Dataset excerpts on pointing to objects
# # # # #
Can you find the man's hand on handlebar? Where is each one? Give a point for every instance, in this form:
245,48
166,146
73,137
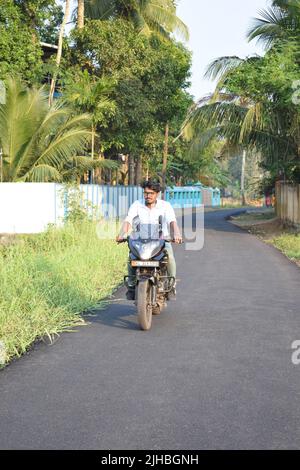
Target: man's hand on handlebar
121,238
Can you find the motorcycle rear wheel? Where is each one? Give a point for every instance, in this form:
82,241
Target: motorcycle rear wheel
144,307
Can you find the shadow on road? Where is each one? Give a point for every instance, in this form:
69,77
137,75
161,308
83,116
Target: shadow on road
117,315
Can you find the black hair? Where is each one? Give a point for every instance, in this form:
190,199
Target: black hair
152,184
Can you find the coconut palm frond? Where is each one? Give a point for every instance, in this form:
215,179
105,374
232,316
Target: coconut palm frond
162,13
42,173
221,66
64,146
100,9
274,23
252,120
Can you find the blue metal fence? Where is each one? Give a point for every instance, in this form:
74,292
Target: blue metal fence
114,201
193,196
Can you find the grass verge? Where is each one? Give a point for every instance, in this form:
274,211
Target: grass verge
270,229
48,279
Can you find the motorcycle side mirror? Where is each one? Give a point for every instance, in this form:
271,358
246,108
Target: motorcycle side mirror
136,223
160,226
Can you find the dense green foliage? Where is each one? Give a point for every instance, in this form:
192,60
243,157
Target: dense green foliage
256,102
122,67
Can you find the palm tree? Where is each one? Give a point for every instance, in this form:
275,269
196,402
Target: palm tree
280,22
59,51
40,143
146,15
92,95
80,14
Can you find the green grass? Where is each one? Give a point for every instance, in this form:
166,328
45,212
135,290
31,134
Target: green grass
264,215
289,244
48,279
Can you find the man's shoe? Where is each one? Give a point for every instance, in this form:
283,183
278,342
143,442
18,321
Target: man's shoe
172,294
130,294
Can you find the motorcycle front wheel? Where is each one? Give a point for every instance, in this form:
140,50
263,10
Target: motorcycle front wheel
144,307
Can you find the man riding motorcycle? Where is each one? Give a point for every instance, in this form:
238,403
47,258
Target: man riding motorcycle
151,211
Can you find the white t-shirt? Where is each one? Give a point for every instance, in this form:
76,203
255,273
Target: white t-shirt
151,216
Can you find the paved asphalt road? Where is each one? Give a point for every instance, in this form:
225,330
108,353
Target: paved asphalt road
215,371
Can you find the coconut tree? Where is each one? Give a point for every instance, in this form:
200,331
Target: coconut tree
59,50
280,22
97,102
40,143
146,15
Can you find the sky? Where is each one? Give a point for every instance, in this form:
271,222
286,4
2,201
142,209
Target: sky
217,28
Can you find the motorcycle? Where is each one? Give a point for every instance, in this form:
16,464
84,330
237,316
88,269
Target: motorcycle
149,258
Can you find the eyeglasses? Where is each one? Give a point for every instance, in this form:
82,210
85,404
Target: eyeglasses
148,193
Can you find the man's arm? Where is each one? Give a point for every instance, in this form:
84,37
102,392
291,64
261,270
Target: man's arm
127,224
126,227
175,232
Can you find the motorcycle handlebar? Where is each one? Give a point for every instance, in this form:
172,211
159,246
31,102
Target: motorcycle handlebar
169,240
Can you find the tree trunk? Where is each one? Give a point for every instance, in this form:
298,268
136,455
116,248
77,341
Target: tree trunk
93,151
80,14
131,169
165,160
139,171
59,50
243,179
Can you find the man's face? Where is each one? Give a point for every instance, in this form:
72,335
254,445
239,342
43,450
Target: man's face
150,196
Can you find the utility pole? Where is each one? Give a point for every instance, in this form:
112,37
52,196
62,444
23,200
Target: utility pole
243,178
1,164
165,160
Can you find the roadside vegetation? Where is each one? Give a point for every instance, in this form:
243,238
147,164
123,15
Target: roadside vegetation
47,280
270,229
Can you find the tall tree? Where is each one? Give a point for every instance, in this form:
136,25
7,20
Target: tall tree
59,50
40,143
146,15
# # # # #
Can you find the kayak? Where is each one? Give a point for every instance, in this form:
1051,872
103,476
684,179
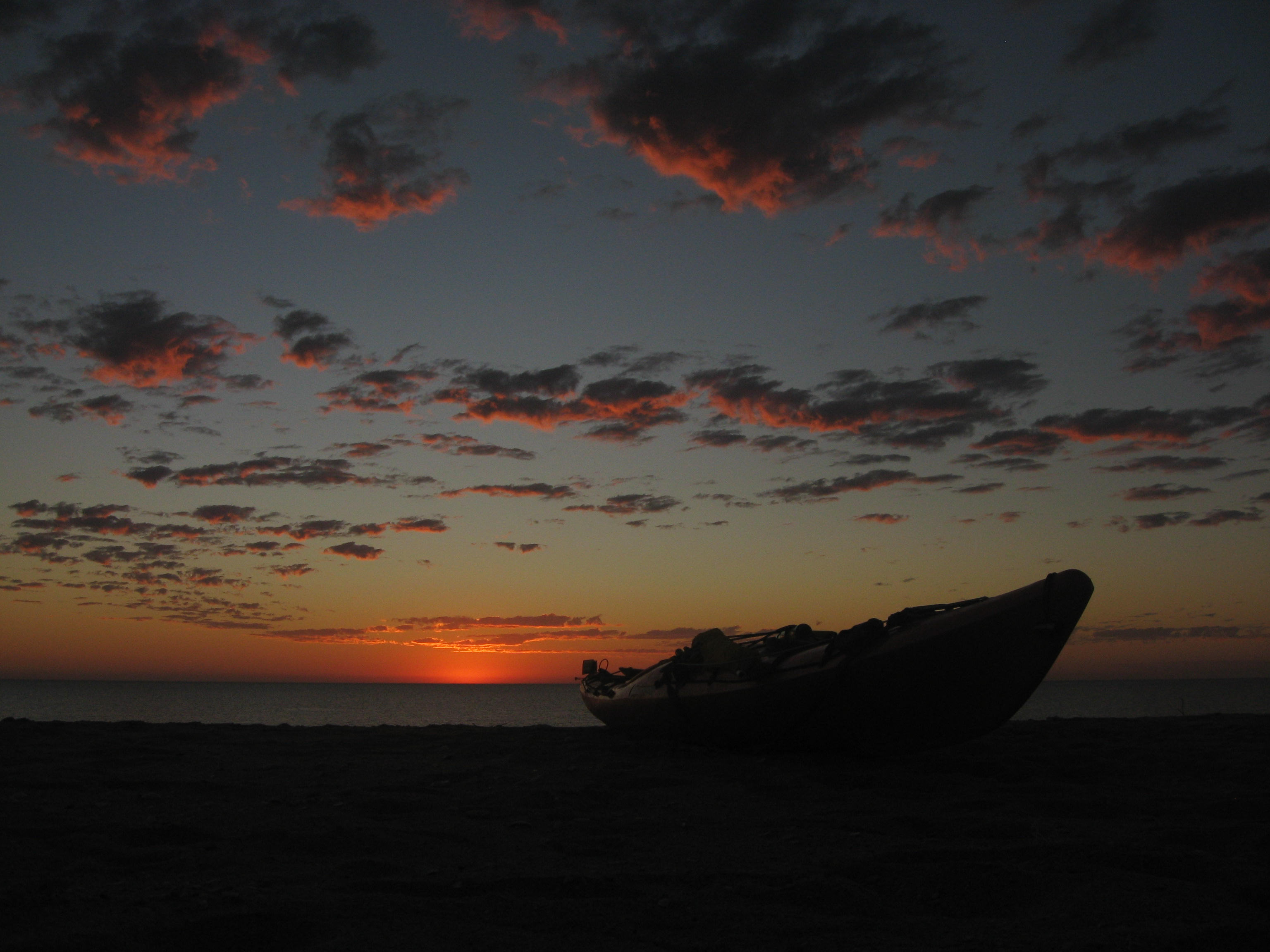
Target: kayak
# # # # #
● **What you are asked to do**: Count the lines of the records above that contain the word "face", matching case exactly, and give only the number.

● **Output of the exercise**: 2